## Tasks to perform:
1/ In the post about the university system at Trento, list each thing the writer says there are few of.
2/ Rewrite the paragraph beginning "Like in Germany" in the post about the university system at Trento as a short bulleted list that keeps its main facts.
3/ Extend the post about the university system at Trento with new sentences that follow its final sentence.

## Passage given:
· · · · · · ·

The university system at Trento (maybe in Italy as a whole?) seems to be about giving you some 4 hours of lecture per week, and then telling you to pass an exam. There are few exercises, if any, few opportunities to meet with professors, unless you really go out of your way, few required textbooks, and few mock exams. In short, you just learn on your own.

Like in Germany, you don’t have to sign up for finals until closer to the end of the semester, and if you fail the final, you get one or two more chances to retake it. If you never pass, you can somehow “reject” your grade, and pretend the whole thing never happened. That part is kind of nice I guess.

The grading system is between 18 and 30L. The top grade is 30, but the L means “honours.” I think lower than a 25 is already getting to be not that great, and many people start rejecting their grade at that point (depending on their level of perfectionism).

Overall, personally, I hate this system. I prefer exercises to gauge my progress along the way, accessible professors who don’t force me to make multiple emails to arrange meetings that they end up missing due to their other obligations, and mid-term exams along the way to practice, if possible.  So the learning style didn’t mesh with my learning style, but since I only needed to take 2 courses after my first year at Saarland to meet the requirements to graduate, it wasn’t that big a deal.

· · · · · · ·

## Given material:
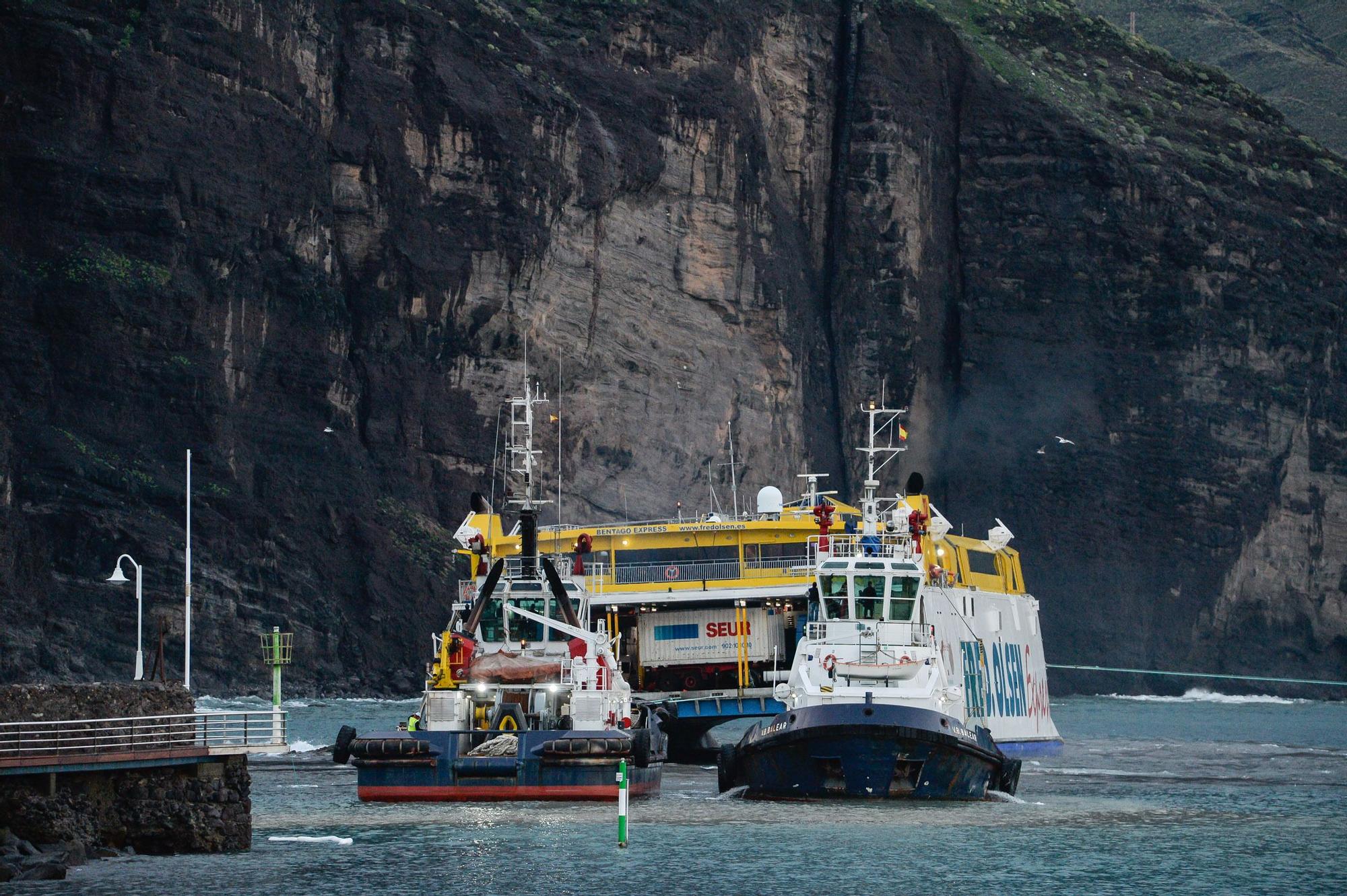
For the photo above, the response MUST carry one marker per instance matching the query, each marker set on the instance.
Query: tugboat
(518, 704)
(872, 708)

· · · · · · ·

## Results by task:
1/
- exercises
- opportunities to meet with professors
- required textbooks
- mock exams

2/
- As in Germany, students don't sign up for finals until near the end of the semester.
- A failed final can be retaken one or two more times.
- A student who never passes can "reject" the grade, as if the course never happened.

3/
CIMeC

CIMeC is a cognitive neuroscience department. The “Language and Multimodal Interaction (LMI)” track that is available within CIMeC is the one that LCT technically falls under, but there are way fewer students and professors teaching this bit of it. LMI is on the periphery of CIMeC and LCT is even more on the periphery. All in all, for computational linguistics it certainly doesn’t come near the quality of education that you get in Saarland. (If you recall, my opinion of the teaching methods at Saarland was already mediocre, and CIMeC is definitely worse.) On the other hand, if you are into cog neuro, CIMeC seems to be very good.

For those who are less interested in cog neuro, and are rather specializing more in computational linguistics, I would recommend enrolling in the computer science courses in Povo. I have a background in linguistics, and I found some of those lectures to be very useful to fill in some of the holes I had (although you will still have to teach yourself a lot, including calculus, linear algebra, and more than a little programming, if you didn’t have that in your prior education).

In general, the fact that over the course of these two years calculus and linear algebra (at least) was not required by the curriculum for those who didn’t have it in their bachelor is a bit ridiculous.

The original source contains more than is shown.